• TASK DIRECTIONS
Whatever lines the data contains, output all of them unchanged.

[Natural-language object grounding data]

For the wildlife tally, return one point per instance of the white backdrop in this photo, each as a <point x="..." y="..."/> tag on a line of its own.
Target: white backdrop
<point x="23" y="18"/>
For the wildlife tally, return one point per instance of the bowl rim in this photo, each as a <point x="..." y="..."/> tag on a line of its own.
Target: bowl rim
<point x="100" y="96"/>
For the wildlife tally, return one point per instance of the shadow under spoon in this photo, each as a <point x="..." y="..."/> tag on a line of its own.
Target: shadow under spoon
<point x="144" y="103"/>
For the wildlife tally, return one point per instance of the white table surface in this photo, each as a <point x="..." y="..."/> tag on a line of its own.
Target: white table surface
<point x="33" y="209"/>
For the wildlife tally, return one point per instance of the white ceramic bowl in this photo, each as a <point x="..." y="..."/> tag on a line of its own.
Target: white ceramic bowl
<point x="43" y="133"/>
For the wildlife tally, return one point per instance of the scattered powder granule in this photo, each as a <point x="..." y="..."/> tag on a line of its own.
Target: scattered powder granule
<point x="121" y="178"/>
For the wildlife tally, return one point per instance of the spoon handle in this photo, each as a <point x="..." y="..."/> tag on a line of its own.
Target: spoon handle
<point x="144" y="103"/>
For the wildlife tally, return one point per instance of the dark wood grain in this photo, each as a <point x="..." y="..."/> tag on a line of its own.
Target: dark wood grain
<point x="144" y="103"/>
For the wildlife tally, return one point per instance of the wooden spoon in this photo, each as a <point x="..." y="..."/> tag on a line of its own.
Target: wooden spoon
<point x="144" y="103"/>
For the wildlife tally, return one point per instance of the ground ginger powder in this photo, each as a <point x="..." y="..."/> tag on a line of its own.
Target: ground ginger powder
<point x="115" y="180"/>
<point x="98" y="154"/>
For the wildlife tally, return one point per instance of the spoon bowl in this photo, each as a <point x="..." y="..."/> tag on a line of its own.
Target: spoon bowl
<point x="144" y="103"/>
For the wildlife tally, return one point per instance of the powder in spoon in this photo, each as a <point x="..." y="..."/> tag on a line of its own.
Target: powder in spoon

• RESULT FOR THIS TASK
For the wildlife tally, return one point per instance of the white backdrop in this photo, each as a <point x="..." y="..."/> tag on a line of its own.
Target: white backdrop
<point x="23" y="18"/>
For the wildlife tally, return one point per instance of the bowl rim in this photo, each as a <point x="..." y="..."/> tag on a line of its own.
Target: bowl rim
<point x="100" y="96"/>
For the wildlife tally, return one point per instance of the shadow under spoon in this photo, each as a <point x="..." y="..."/> tag on a line of its own.
Target: shadow under spoon
<point x="144" y="103"/>
For the wildlife tally, return one point per instance of the white table surface in this photo, each as a <point x="..." y="..."/> tag on a line of its own.
Target: white table surface
<point x="33" y="209"/>
For the wildlife tally, return one point per instance of the white ceramic bowl in this photo, each as a <point x="..." y="..."/> tag on a line of its own.
Target: white ceramic bowl
<point x="43" y="133"/>
For the wildlife tally, return one point per instance of the scattered powder granule in this photo, each as a <point x="..." y="..."/> tag on a line of its own.
Target: scattered powder granule
<point x="121" y="178"/>
For the wildlife tally, return one point per instance of the spoon handle in this photo, each as a <point x="..." y="..."/> tag on a line of its own.
Target: spoon handle
<point x="144" y="103"/>
For the wildlife tally, return one point per instance of the dark wood grain in this photo, each as a <point x="..." y="..."/> tag on a line of its own.
Target: dark wood grain
<point x="144" y="103"/>
For the wildlife tally, return one point per instance of the wooden spoon in this photo, each as a <point x="..." y="..."/> tag on a line of its own.
Target: wooden spoon
<point x="144" y="103"/>
For the wildlife tally, return one point per instance of the ground ginger powder in this photo, each as a <point x="..." y="..."/> tag on a line of its own.
Target: ground ginger powder
<point x="115" y="180"/>
<point x="98" y="154"/>
For the wildlife tally, return one point per instance of the spoon bowl in this photo, each as a <point x="..." y="..."/> tag on a line of its own.
Target: spoon bowl
<point x="144" y="103"/>
For the wildlife tally, return one point per instance of the powder in spoon in this photo, each as a <point x="..." y="..."/> tag on a line of its own.
Target: powder in spoon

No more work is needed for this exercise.